* start Text shown *

England v South Africa, 2nd NatWest ODI, West End August 28, 2012

England continue to self-harm

Dropped catches, missed run-outs and cheap dismissals - England are currently only No. 1 at hurting themselves

Like a sprinter running with an anvil in their pocket, England made life unnecessarily hard for themselves in the second ODI against South Africa.

As if winning was not hard enough against a team that are now rated No. 1 in all three formats of the game - the first time any side as achieved such dominance - England made it considerably harder with a display so full of self-inflicted injuries that all scissors and sharp objects should be removed from the dressing room immediately.

If England learn one thing from the summer of 2012, it will surely be that they cannot be so generous towards Hashim Amla. For all his elegance, class and range of strokes, Amla has been helped by some remarkably profligate cricket from England throughout this tour. He was, after all, dropped during the Oval Test before he had reached 50 on his way to a match-winning triple-century, and at Lord's before he had made 10 on his way to a match-winning century. He is too good to be allowed to bat twice every innings.

Here Amla might have been run out for 1 had Samit Patel picked up and thrown cleanly. He might have been given out lbw for 37 had England utilised the DRS. He might have been caught on 42 - a simple chance - and on 92 - a far more difficult one - had Craig Kieswetter performed better with the gloves. Give Amla four or five lives and he will thrash any side.

* end Text shown *
* start Data supplied *

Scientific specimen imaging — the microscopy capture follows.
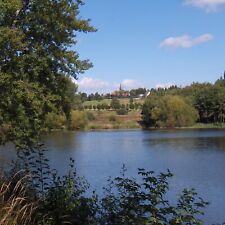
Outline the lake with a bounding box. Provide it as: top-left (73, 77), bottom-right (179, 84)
top-left (1, 130), bottom-right (225, 224)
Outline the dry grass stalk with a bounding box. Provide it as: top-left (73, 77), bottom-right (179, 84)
top-left (0, 173), bottom-right (36, 225)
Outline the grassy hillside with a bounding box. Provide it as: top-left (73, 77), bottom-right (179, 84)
top-left (83, 98), bottom-right (144, 106)
top-left (88, 111), bottom-right (141, 129)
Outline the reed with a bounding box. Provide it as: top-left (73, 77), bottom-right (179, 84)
top-left (0, 173), bottom-right (37, 225)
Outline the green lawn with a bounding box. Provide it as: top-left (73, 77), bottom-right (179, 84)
top-left (83, 98), bottom-right (144, 106)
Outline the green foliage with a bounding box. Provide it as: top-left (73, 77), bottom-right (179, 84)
top-left (109, 115), bottom-right (116, 122)
top-left (86, 112), bottom-right (96, 121)
top-left (143, 81), bottom-right (225, 126)
top-left (142, 93), bottom-right (198, 127)
top-left (0, 0), bottom-right (95, 148)
top-left (69, 111), bottom-right (88, 130)
top-left (45, 112), bottom-right (66, 130)
top-left (100, 168), bottom-right (208, 225)
top-left (116, 108), bottom-right (128, 115)
top-left (4, 145), bottom-right (208, 225)
top-left (110, 98), bottom-right (121, 110)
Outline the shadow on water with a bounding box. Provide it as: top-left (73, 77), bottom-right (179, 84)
top-left (0, 130), bottom-right (225, 224)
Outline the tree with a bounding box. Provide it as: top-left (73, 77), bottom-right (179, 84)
top-left (110, 98), bottom-right (121, 110)
top-left (142, 93), bottom-right (198, 127)
top-left (0, 0), bottom-right (95, 147)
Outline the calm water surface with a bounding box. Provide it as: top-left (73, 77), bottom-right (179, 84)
top-left (0, 130), bottom-right (225, 224)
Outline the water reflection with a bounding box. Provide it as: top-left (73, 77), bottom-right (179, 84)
top-left (0, 130), bottom-right (225, 224)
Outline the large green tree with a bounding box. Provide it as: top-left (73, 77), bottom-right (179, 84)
top-left (0, 0), bottom-right (95, 145)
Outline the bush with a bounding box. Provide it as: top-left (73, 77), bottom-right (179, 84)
top-left (116, 108), bottom-right (128, 115)
top-left (3, 145), bottom-right (208, 225)
top-left (109, 115), bottom-right (116, 122)
top-left (142, 93), bottom-right (198, 127)
top-left (11, 147), bottom-right (208, 225)
top-left (45, 112), bottom-right (66, 129)
top-left (69, 111), bottom-right (88, 130)
top-left (86, 112), bottom-right (96, 121)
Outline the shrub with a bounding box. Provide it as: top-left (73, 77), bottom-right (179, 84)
top-left (116, 108), bottom-right (128, 115)
top-left (110, 98), bottom-right (121, 110)
top-left (86, 112), bottom-right (96, 120)
top-left (45, 112), bottom-right (66, 129)
top-left (0, 173), bottom-right (37, 225)
top-left (109, 115), bottom-right (116, 122)
top-left (69, 111), bottom-right (88, 130)
top-left (6, 145), bottom-right (208, 225)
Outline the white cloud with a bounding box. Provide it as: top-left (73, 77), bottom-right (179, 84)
top-left (121, 79), bottom-right (144, 90)
top-left (74, 77), bottom-right (143, 93)
top-left (76, 77), bottom-right (111, 91)
top-left (185, 0), bottom-right (225, 12)
top-left (155, 83), bottom-right (174, 89)
top-left (160, 34), bottom-right (213, 48)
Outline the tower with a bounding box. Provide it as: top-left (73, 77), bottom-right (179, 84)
top-left (119, 83), bottom-right (123, 91)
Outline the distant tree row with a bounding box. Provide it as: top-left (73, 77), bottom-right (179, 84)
top-left (142, 78), bottom-right (225, 127)
top-left (77, 88), bottom-right (148, 102)
top-left (83, 98), bottom-right (142, 110)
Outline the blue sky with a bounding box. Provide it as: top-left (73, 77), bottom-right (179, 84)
top-left (75, 0), bottom-right (225, 92)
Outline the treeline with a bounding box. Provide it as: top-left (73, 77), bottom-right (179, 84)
top-left (81, 98), bottom-right (142, 111)
top-left (142, 78), bottom-right (225, 127)
top-left (77, 88), bottom-right (148, 102)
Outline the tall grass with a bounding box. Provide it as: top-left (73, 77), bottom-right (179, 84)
top-left (0, 173), bottom-right (36, 225)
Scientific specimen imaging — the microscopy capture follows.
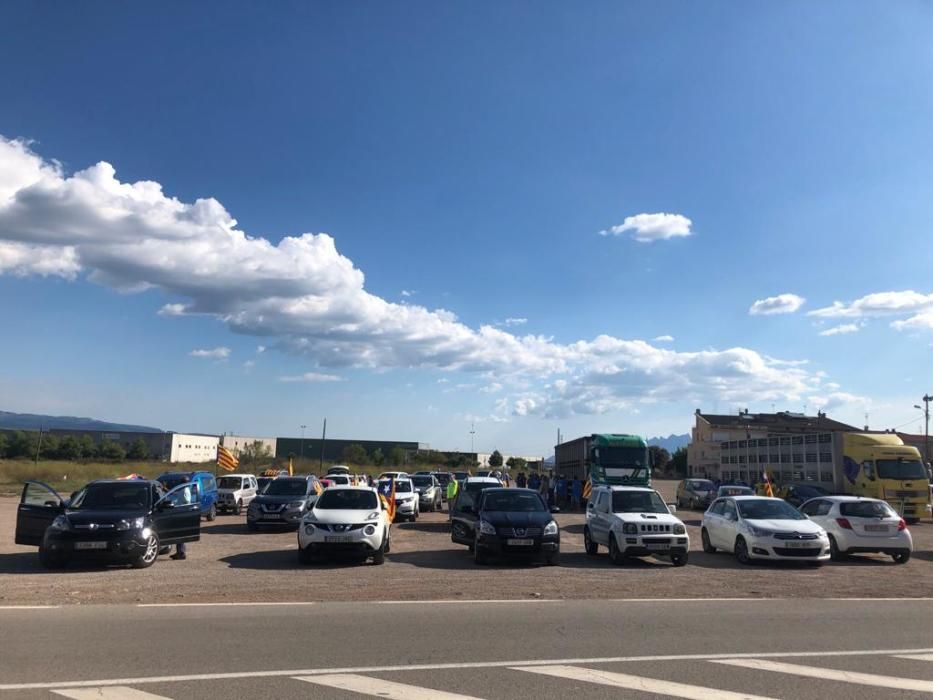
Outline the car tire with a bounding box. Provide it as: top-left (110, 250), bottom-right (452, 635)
top-left (39, 547), bottom-right (68, 569)
top-left (609, 533), bottom-right (627, 565)
top-left (130, 532), bottom-right (160, 569)
top-left (735, 537), bottom-right (752, 566)
top-left (829, 535), bottom-right (846, 561)
top-left (583, 527), bottom-right (599, 556)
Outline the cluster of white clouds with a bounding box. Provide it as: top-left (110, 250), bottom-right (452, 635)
top-left (0, 137), bottom-right (852, 418)
top-left (599, 213), bottom-right (693, 243)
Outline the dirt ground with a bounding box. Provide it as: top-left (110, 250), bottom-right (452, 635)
top-left (0, 482), bottom-right (933, 605)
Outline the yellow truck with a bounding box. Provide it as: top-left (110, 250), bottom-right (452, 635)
top-left (833, 433), bottom-right (931, 523)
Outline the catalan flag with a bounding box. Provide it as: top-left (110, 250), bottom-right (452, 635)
top-left (217, 445), bottom-right (240, 472)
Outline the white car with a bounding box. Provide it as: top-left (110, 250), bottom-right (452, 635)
top-left (298, 486), bottom-right (392, 564)
top-left (583, 486), bottom-right (690, 566)
top-left (800, 496), bottom-right (914, 564)
top-left (379, 476), bottom-right (421, 521)
top-left (217, 474), bottom-right (259, 515)
top-left (700, 496), bottom-right (829, 566)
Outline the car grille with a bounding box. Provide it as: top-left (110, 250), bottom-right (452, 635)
top-left (497, 527), bottom-right (541, 537)
top-left (774, 547), bottom-right (820, 557)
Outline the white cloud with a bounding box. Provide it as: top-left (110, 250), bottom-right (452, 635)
top-left (188, 347), bottom-right (231, 360)
top-left (0, 137), bottom-right (844, 417)
top-left (599, 213), bottom-right (693, 243)
top-left (279, 372), bottom-right (343, 384)
top-left (820, 323), bottom-right (862, 336)
top-left (748, 294), bottom-right (807, 316)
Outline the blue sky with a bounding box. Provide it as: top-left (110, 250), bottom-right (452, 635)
top-left (0, 2), bottom-right (933, 454)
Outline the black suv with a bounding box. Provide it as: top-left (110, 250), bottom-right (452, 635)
top-left (16, 479), bottom-right (201, 569)
top-left (473, 488), bottom-right (560, 565)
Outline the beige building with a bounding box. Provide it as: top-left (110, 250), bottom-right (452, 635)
top-left (687, 409), bottom-right (858, 481)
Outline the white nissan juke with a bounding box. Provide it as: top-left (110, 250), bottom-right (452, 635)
top-left (298, 486), bottom-right (392, 564)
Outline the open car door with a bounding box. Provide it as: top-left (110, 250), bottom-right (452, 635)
top-left (15, 481), bottom-right (65, 547)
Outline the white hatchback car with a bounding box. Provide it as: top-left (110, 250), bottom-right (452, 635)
top-left (298, 486), bottom-right (392, 564)
top-left (800, 496), bottom-right (914, 564)
top-left (700, 496), bottom-right (829, 566)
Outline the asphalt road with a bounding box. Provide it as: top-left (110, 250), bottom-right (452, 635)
top-left (0, 591), bottom-right (933, 700)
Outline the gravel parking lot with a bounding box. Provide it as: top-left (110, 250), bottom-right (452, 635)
top-left (0, 482), bottom-right (933, 605)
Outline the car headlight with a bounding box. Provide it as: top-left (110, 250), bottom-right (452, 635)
top-left (49, 515), bottom-right (71, 532)
top-left (479, 520), bottom-right (496, 535)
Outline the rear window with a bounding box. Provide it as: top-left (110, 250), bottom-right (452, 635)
top-left (839, 501), bottom-right (897, 518)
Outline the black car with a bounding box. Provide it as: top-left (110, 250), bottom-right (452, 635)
top-left (473, 488), bottom-right (560, 565)
top-left (246, 476), bottom-right (324, 532)
top-left (16, 480), bottom-right (201, 569)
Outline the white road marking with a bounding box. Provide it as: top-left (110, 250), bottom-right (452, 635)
top-left (0, 647), bottom-right (933, 690)
top-left (295, 673), bottom-right (481, 700)
top-left (52, 686), bottom-right (171, 700)
top-left (713, 659), bottom-right (933, 693)
top-left (512, 666), bottom-right (775, 700)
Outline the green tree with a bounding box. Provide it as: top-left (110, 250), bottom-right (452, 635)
top-left (98, 440), bottom-right (126, 462)
top-left (126, 438), bottom-right (149, 459)
top-left (670, 447), bottom-right (687, 477)
top-left (58, 435), bottom-right (81, 462)
top-left (342, 444), bottom-right (367, 465)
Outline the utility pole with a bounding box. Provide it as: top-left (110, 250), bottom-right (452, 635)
top-left (321, 418), bottom-right (327, 474)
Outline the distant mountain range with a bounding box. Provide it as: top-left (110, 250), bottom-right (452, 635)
top-left (0, 411), bottom-right (163, 433)
top-left (648, 433), bottom-right (690, 454)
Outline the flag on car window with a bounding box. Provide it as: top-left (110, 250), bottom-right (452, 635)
top-left (217, 445), bottom-right (240, 472)
top-left (379, 479), bottom-right (395, 523)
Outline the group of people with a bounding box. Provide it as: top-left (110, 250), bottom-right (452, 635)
top-left (515, 472), bottom-right (585, 510)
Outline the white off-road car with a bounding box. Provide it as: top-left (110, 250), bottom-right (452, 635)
top-left (217, 474), bottom-right (259, 515)
top-left (583, 486), bottom-right (690, 566)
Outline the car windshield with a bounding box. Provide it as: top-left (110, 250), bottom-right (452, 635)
top-left (483, 491), bottom-right (545, 513)
top-left (70, 481), bottom-right (149, 510)
top-left (875, 459), bottom-right (927, 481)
top-left (612, 491), bottom-right (669, 513)
top-left (839, 501), bottom-right (897, 518)
top-left (314, 489), bottom-right (379, 510)
top-left (263, 479), bottom-right (308, 496)
top-left (736, 498), bottom-right (807, 520)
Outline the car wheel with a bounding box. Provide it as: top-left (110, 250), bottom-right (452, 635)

* end Data supplied *

### [Task prompt]
In the match report above, write out the stretch from "As if winning" through "dressing room immediately.".

### [Reply to the exercise]
As if winning was not hard enough against a team that are now rated No. 1 in all three formats of the game - the first time any side as achieved such dominance - England made it considerably harder with a display so full of self-inflicted injuries that all scissors and sharp objects should be removed from the dressing room immediately.